Locus Noir – Shadow Sun (2026) – Review

Locus Noir - Shadow Sun - Album Cover

2026 seems to turn into an interesting year in rock ‘n’ metal. And it may well be the out-of-the-box section of our musical universe that will take on some weight this time. And in truth, sometimes one needs a hefty counterweight to the endless supply of beastly metal that the underground ceaselessly regurgitates.

So, why not some gothically tainted rock (and metal) that seems to reach us straight from the past? Melancholy writ large on yet another canvas of the dead and dying, with a whiff of that graveyard smell. Shadowy greetings from a sun weeping tears, but not of joy.


Gothic melancholy. A trait in rock and metal that ain’t lost on this crew. The RMR zine had its share of the genre’s many facets. From mediocre martyrs, over run-of-the-mill wares drunk on storytelling, to age-old stellar goth sloth, our roster gorges with references to this specific genre. But not many ventured all out into misery’s cold embrace like Lcous Noir‘s Shadow Sun just did. A band that was first supposed to become a one-man solo project but quickly morphed into an official three-piece. Oh, and rumor has it that session musician Claire Genoud is on axe duty here, too. A shadow bandmate or something. Or is she a full member? We’re so confused.
★ ★ ★
**Instruction:** In the album review, what was the band first supposed to become?

**Dataset excerpt:**
★ ★ ★
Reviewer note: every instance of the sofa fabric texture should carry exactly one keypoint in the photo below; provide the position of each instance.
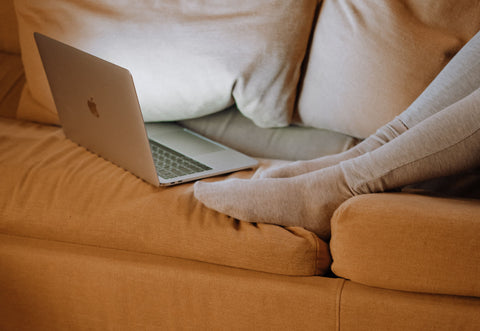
★ ★ ★
**Response to this exercise:** A one-man solo project.